— START Records for the exercise —
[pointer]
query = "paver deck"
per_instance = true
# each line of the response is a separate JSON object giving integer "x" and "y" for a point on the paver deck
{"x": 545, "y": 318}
— END Records for the exercise —
● **Exercise objective**:
Lay out every line of the rows above as a Markdown table with the columns "Row" and "Line". Put each line's number under "Row" and its text under "Line", and leave out blank lines.

● **Result of the task**:
| Row | Line |
|---|---|
| 1 | [pointer] |
| 2 | query = "paver deck" |
| 3 | per_instance = true |
| 4 | # each line of the response is a separate JSON object giving integer "x" and "y" for a point on the paver deck |
| 5 | {"x": 545, "y": 318} |